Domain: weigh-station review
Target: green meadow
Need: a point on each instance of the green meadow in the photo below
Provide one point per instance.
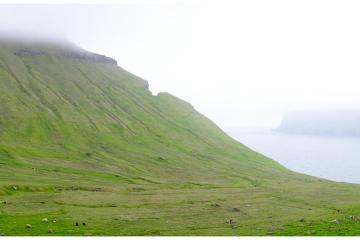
(87, 150)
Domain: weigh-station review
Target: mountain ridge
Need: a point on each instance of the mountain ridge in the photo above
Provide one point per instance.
(86, 141)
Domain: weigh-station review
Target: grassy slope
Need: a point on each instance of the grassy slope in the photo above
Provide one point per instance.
(87, 142)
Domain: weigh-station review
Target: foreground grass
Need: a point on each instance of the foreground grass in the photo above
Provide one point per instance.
(292, 208)
(83, 141)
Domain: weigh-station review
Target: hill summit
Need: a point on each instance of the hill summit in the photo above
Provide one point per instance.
(86, 149)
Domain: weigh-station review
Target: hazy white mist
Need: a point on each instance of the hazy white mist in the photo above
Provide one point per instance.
(241, 63)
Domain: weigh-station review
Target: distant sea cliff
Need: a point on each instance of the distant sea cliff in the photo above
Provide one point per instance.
(331, 122)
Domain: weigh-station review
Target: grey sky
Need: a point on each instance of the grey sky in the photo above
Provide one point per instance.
(241, 63)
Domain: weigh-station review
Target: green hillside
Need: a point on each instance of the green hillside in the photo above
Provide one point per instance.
(84, 141)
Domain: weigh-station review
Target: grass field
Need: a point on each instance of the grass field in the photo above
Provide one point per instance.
(83, 142)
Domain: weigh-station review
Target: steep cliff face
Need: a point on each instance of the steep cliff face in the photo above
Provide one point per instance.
(332, 122)
(80, 109)
(86, 146)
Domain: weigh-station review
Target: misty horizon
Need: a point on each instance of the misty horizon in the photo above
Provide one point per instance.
(154, 47)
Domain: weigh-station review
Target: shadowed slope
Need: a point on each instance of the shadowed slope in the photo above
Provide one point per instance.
(83, 140)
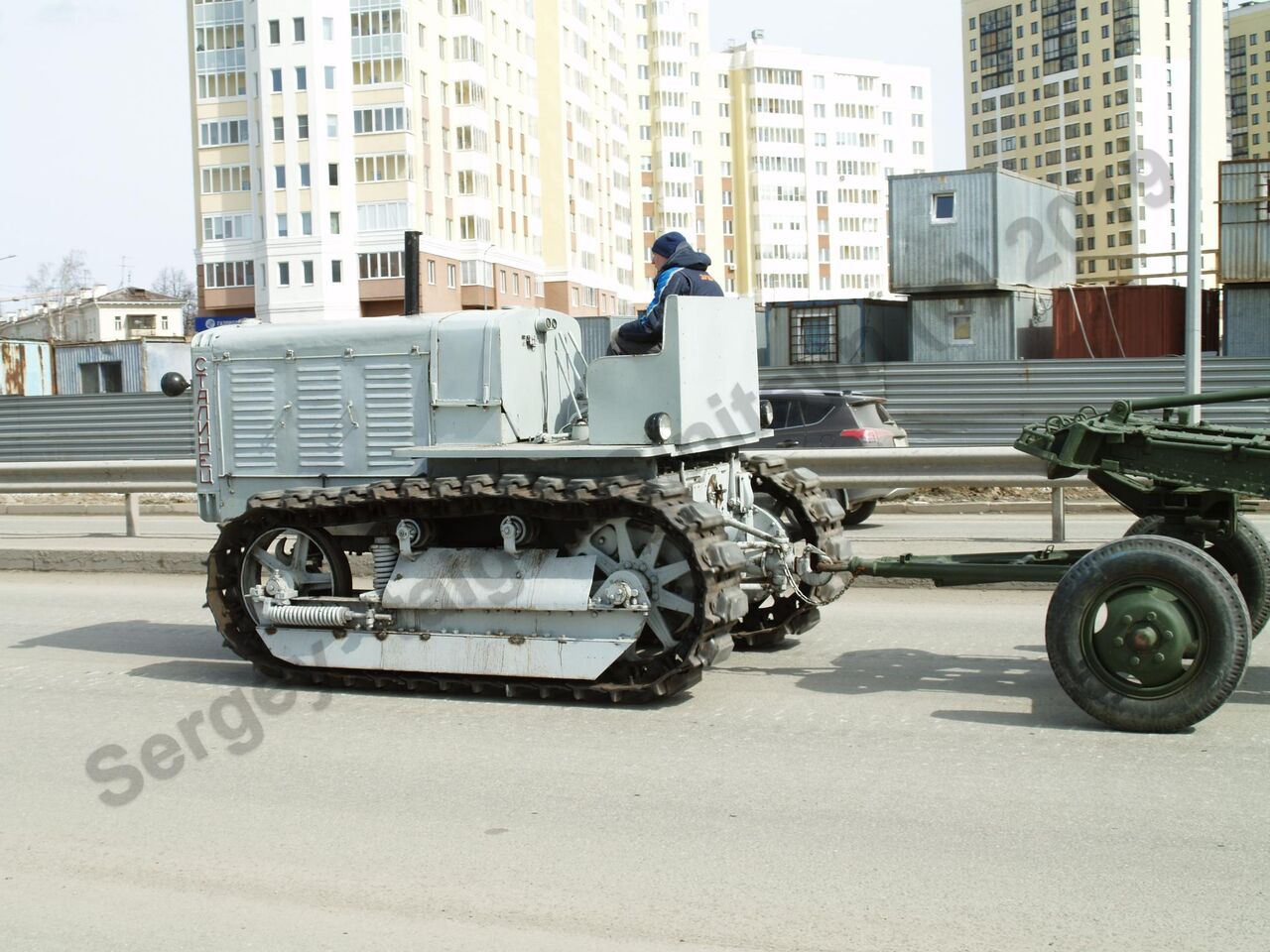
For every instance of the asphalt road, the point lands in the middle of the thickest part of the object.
(907, 777)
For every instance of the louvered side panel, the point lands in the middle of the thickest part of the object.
(320, 416)
(253, 417)
(389, 414)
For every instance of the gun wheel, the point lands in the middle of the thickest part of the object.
(1147, 634)
(1245, 556)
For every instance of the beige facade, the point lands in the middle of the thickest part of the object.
(100, 315)
(1248, 45)
(1095, 95)
(538, 148)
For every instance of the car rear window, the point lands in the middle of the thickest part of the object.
(867, 414)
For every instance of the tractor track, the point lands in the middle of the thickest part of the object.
(698, 530)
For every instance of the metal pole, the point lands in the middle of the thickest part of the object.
(1058, 513)
(411, 271)
(1196, 243)
(131, 513)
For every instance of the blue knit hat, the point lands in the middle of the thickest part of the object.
(668, 244)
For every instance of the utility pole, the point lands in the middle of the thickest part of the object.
(1196, 250)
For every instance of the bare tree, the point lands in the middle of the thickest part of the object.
(54, 285)
(176, 284)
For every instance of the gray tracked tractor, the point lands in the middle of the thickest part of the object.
(461, 502)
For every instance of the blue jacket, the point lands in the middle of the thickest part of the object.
(685, 275)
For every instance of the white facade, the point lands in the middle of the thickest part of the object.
(100, 315)
(815, 139)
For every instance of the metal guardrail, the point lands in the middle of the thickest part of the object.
(921, 467)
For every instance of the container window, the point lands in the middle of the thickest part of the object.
(813, 335)
(944, 207)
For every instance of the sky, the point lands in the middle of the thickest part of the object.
(95, 118)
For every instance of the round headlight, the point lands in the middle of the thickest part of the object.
(658, 428)
(173, 384)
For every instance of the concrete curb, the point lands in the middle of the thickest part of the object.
(153, 562)
(996, 507)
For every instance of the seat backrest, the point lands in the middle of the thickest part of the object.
(705, 377)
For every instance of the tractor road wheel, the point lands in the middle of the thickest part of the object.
(858, 512)
(1147, 634)
(1246, 556)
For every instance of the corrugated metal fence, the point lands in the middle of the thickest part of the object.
(99, 426)
(987, 404)
(965, 404)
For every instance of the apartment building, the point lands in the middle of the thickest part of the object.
(815, 139)
(539, 146)
(1248, 48)
(1095, 95)
(585, 168)
(325, 128)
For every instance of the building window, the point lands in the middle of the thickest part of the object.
(813, 335)
(229, 275)
(218, 179)
(380, 264)
(104, 377)
(222, 132)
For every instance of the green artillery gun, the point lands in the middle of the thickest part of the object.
(1150, 633)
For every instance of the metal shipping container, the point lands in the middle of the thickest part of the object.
(1245, 216)
(1247, 320)
(118, 367)
(1007, 325)
(861, 330)
(26, 368)
(1128, 320)
(979, 230)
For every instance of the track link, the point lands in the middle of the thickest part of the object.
(820, 521)
(715, 562)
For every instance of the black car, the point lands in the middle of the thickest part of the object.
(828, 419)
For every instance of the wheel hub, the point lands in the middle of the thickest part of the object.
(1147, 638)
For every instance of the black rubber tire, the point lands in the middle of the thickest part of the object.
(858, 512)
(1219, 615)
(1246, 556)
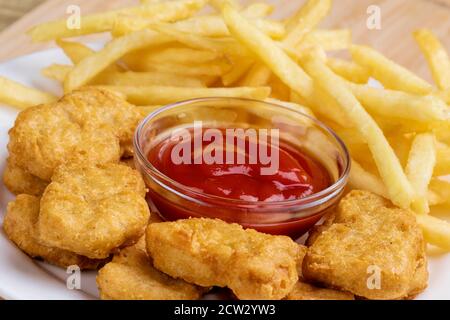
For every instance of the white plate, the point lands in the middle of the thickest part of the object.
(25, 278)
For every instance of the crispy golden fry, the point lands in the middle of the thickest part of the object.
(259, 75)
(389, 73)
(349, 70)
(419, 169)
(88, 125)
(441, 191)
(91, 66)
(367, 234)
(93, 209)
(364, 180)
(306, 20)
(269, 52)
(437, 57)
(329, 40)
(131, 276)
(18, 180)
(56, 72)
(213, 253)
(141, 61)
(17, 95)
(19, 225)
(74, 50)
(443, 159)
(102, 22)
(238, 70)
(130, 78)
(435, 231)
(164, 95)
(220, 45)
(389, 167)
(213, 68)
(213, 26)
(401, 105)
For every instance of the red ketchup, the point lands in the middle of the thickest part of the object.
(299, 175)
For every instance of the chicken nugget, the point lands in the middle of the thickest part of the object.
(93, 209)
(19, 225)
(87, 126)
(211, 252)
(368, 247)
(20, 181)
(131, 276)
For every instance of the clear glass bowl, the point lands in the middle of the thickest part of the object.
(291, 217)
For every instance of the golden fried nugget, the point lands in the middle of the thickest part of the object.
(306, 291)
(20, 181)
(210, 252)
(366, 240)
(131, 276)
(19, 225)
(93, 210)
(87, 126)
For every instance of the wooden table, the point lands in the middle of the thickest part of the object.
(399, 19)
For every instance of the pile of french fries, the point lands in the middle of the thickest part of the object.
(166, 51)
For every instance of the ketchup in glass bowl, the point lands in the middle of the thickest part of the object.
(262, 165)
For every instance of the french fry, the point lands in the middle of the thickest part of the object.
(419, 169)
(56, 72)
(154, 95)
(365, 180)
(215, 68)
(258, 75)
(269, 52)
(213, 26)
(443, 159)
(435, 231)
(240, 67)
(17, 95)
(400, 105)
(329, 40)
(390, 74)
(220, 45)
(389, 167)
(131, 78)
(349, 70)
(306, 20)
(102, 22)
(440, 190)
(91, 66)
(437, 57)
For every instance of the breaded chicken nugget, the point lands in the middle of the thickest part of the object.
(131, 276)
(20, 181)
(92, 210)
(366, 237)
(306, 291)
(19, 226)
(210, 252)
(86, 126)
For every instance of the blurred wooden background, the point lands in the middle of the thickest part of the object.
(399, 19)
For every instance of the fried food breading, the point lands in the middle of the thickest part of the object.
(87, 126)
(19, 225)
(306, 291)
(367, 236)
(131, 276)
(20, 181)
(93, 209)
(210, 252)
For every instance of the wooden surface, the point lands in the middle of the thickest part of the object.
(399, 19)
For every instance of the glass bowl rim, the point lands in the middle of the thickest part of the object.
(305, 202)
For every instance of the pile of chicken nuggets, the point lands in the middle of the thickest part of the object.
(80, 202)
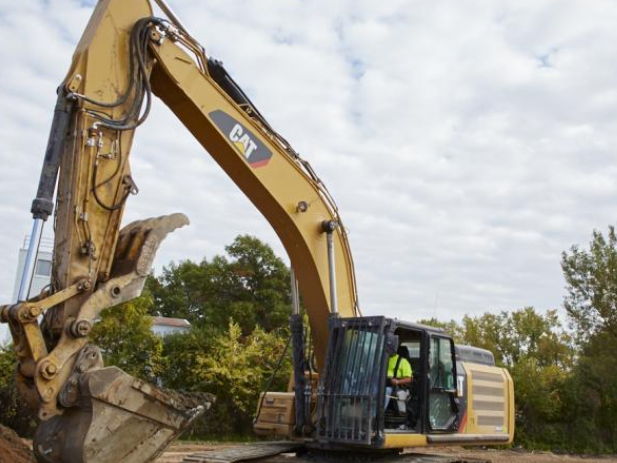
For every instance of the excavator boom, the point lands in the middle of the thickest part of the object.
(124, 57)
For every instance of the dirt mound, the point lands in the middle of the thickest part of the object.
(13, 449)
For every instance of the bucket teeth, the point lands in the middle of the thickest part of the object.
(118, 418)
○ ○ ○ ○
What you have to do ▸
Output the full material exactly as given, without its pictures.

Your solution ▸
Domain: weigh-station review
Target: green meadow
Need: a point on each instance of the green meadow in the photo below
Provide one point per instance.
(87, 150)
Domain: weigh-station review
Target: mountain ridge
Need: a point on each instance of the mountain ridge in the photo above
Provide one point per instance.
(86, 141)
Domain: weigh-station review
Target: grassy slope
Need: a point on each instance of the grassy slope in the photo above
Provide one point per instance.
(87, 142)
Domain: weigh-station review
Target: foreground grass
Need: a point on each instance of the foreground grass in the photo above
Provide one point per instance.
(292, 208)
(83, 141)
Domain: weigh-station review
Target: hill summit
Need: a point on each instance of the hill summit in the photo above
Provide one point per instance.
(86, 149)
Domain: weigh-station review
Target: hazy white mist
Need: a point on each instance of the hazy white mist in the photo above
Provide one point per instance.
(241, 63)
Domain: weigh-station review
Target: distant sea cliff
Need: a point on each instance of the distant sea cliff in the photo above
Provide one point per instance.
(331, 122)
Domain: weigh-station review
Target: grey sky
Need: a point on each instance of the grey sky in the photo above
Provide one point per instance.
(241, 63)
Domain: weigh-station review
Target: green hillside
Need: a point on each instance of the green hillside in the photo above
Provide one point per instance.
(84, 141)
Domain: weigh-station review
Target: grass field
Need: a point on each instance of the grass field in the photo above
Provide one point per instance.
(83, 142)
Domain: weigh-station review
Target: steep cliff face
Need: a point on each instance of the steep cliff face in the photo above
Provide one point per instance.
(332, 122)
(80, 109)
(86, 146)
Domain: weigh-station review
Target: misty horizon
Need: a point on each instance of the misty horizon in the photo above
Provide one point per instance.
(154, 47)
Domain: weigh-station review
Target: shadowed slope
Need: a point on each instance of the shadowed slope in the photo above
Provide one point per instance.
(83, 140)
For every instance of the asphalt road, the point lands in the middle of the thickest part of the object.
(907, 777)
For every instance of the louvered side panel, the point lands in the middle of the thickest part of the object.
(320, 416)
(253, 417)
(389, 414)
For every instance of the gun wheel, the point lands in the middle of the thickest part of the object.
(1147, 634)
(1245, 556)
For every instance of the beige facade, the point lands in the middle of the thickest part of the object.
(100, 315)
(1248, 45)
(1095, 95)
(538, 148)
For every instance of the car rear window, the point lands in the middle of the thickest part of the object.
(867, 414)
For every instance of the tractor track, the point lands in the middle of the thickest part of the object.
(698, 530)
For every instance of the metal pole, the point lands in the middle of the thickest part of the object.
(1058, 513)
(411, 271)
(1196, 243)
(131, 513)
For every instance of the blue knit hat, the point lands in the middle of the thickest part of the object.
(668, 244)
For every instance of the utility pole, the point lands in the middle of the thickest part of the object.
(1196, 250)
For every instance of the bare tree, the point lands in the middle of the thickest part of the object.
(54, 285)
(176, 284)
For every instance of the gray tracked tractor, the point lands in the middle of the thickest part of the object.
(461, 502)
For every instance of the blue jacket, the point lands in the middle of the thickest part of the object.
(685, 275)
For every instance of the white facade, the point lands in the middle of the thickest part of the object.
(100, 315)
(815, 139)
For every instance of the metal guardrail, the point lands in the middle of the thickest part of the object.
(921, 467)
For every instance of the container window, the point lands in the middle of the thickest part of the object.
(813, 335)
(944, 207)
For every instance of the sky, the point lands in the middle of the thickest part of the object.
(95, 118)
For every instance of the round headlight, the point lands in the middle of the thickest part of the object.
(658, 428)
(173, 384)
For every instance of the concrete curb, the point lands in the middle of the thickest part of the object.
(153, 562)
(996, 507)
For every instance of the seat backrest, the point lands in the middle of the thickest part of the object.
(705, 377)
For every instance of the tractor road wheel, the point lands in the middle of the thickest part of the object.
(858, 512)
(1147, 634)
(1246, 556)
For every instance of the corrugated metal fence, the point lands in the middle of the thickest part of the object.
(99, 426)
(987, 404)
(965, 404)
For every instance of the apartment building, the point lands in the middle of the thickest part of the object.
(815, 139)
(539, 146)
(1248, 48)
(1095, 95)
(585, 168)
(325, 128)
For every instance of the building window, the point lands in the middle of the thickest part of the object.
(813, 335)
(229, 275)
(218, 179)
(380, 264)
(104, 377)
(222, 132)
For every instance of the green artillery gun, the point lands in the middle of the thickest part of the object.
(1150, 633)
For every instance of the metal shipping container, the point lands in the middle of the thickest part of the object.
(1245, 216)
(1247, 320)
(118, 367)
(1007, 325)
(861, 330)
(26, 368)
(1128, 320)
(979, 230)
For every instance of the track link, the point lands in the middle of the thickest part of the object.
(820, 521)
(715, 562)
For every instance of the black car, the point lands in the middle of the thickest part of the object.
(828, 419)
For every instance of the wheel hub, the point lands in the middle of the thickest part of the object.
(1147, 638)
For every instance of the black rubber tire, the point lands in the middle of the thickest part of the object.
(858, 512)
(1219, 615)
(1246, 556)
For every instance of the white plate, the point lands in the middle of the thickest part of the object.
(25, 278)
For every instance of the crispy golden fry, the point lands in the middle of the thickest part of the object.
(259, 75)
(389, 73)
(349, 70)
(419, 169)
(88, 125)
(441, 191)
(91, 66)
(367, 234)
(93, 209)
(364, 180)
(306, 20)
(269, 52)
(437, 57)
(329, 40)
(131, 276)
(18, 180)
(56, 72)
(213, 253)
(141, 61)
(17, 95)
(19, 225)
(74, 50)
(443, 159)
(102, 22)
(238, 70)
(130, 78)
(435, 231)
(164, 95)
(220, 45)
(389, 167)
(213, 68)
(213, 26)
(401, 105)
For every instance of the red ketchup, the point lands in the middle of the thickest part of the object.
(299, 175)
For every instance of the chicken nugget, the point lands in the middle of the thickest part of the object.
(93, 209)
(19, 225)
(87, 126)
(211, 252)
(368, 247)
(20, 181)
(131, 276)
For every instance of the clear glass bowl, the point lands in the middle of the thickest part of the object.
(291, 217)
For every instance of the golden fried nugget, the point lands in the middle of the thickest part of the object.
(306, 291)
(20, 181)
(210, 252)
(366, 240)
(131, 276)
(19, 225)
(93, 210)
(87, 126)
For every instance of the wooden table, the point lands in the middle of the thickest part of the object.
(399, 19)
For every instance of the pile of french fries, the point lands in the middle of the thickest part of the object.
(166, 51)
For every instance of the ketchup in glass bowl, the point lands in the middle of the thickest part of the object.
(262, 165)
For every instance of the french fry, the point lands in the middle of the thickest part of the object.
(419, 169)
(56, 72)
(154, 95)
(365, 180)
(215, 68)
(258, 75)
(269, 52)
(213, 26)
(443, 159)
(435, 231)
(240, 67)
(17, 95)
(400, 105)
(329, 40)
(390, 74)
(220, 45)
(389, 167)
(131, 78)
(349, 70)
(306, 20)
(102, 22)
(440, 190)
(91, 66)
(437, 57)
For every instance of the breaded chicken nugget, the point lands in the middle of the thickest part of the object.
(131, 276)
(20, 181)
(92, 210)
(366, 237)
(306, 291)
(19, 226)
(210, 252)
(86, 126)
For every instance of the blurred wooden background, the point lands in the middle of the thickest part of the object.
(399, 19)
For every instance of the fried food breading, the point lands in the middle of the thickest part of the object.
(87, 126)
(19, 225)
(306, 291)
(367, 236)
(131, 276)
(20, 181)
(93, 209)
(210, 252)
For every instance of the wooden surface, the point lands in the middle of the thickest part of the object.
(399, 19)
For every instance of the glass bowl rim, the point lands in the middle of the thickest part of the object.
(305, 202)
For every instance of the pile of chicken nuggets, the point lands in the middle of the thickest part of the object.
(80, 202)
For every instance of the excavator boom, the point lands in the middle of the thickest part of the object.
(124, 57)
For every instance of the dirt mound, the point lands in the middle of the thickest part of the object.
(13, 449)
For every instance of the bucket teeth, the point lands in the middle of the thickest part of the object.
(118, 418)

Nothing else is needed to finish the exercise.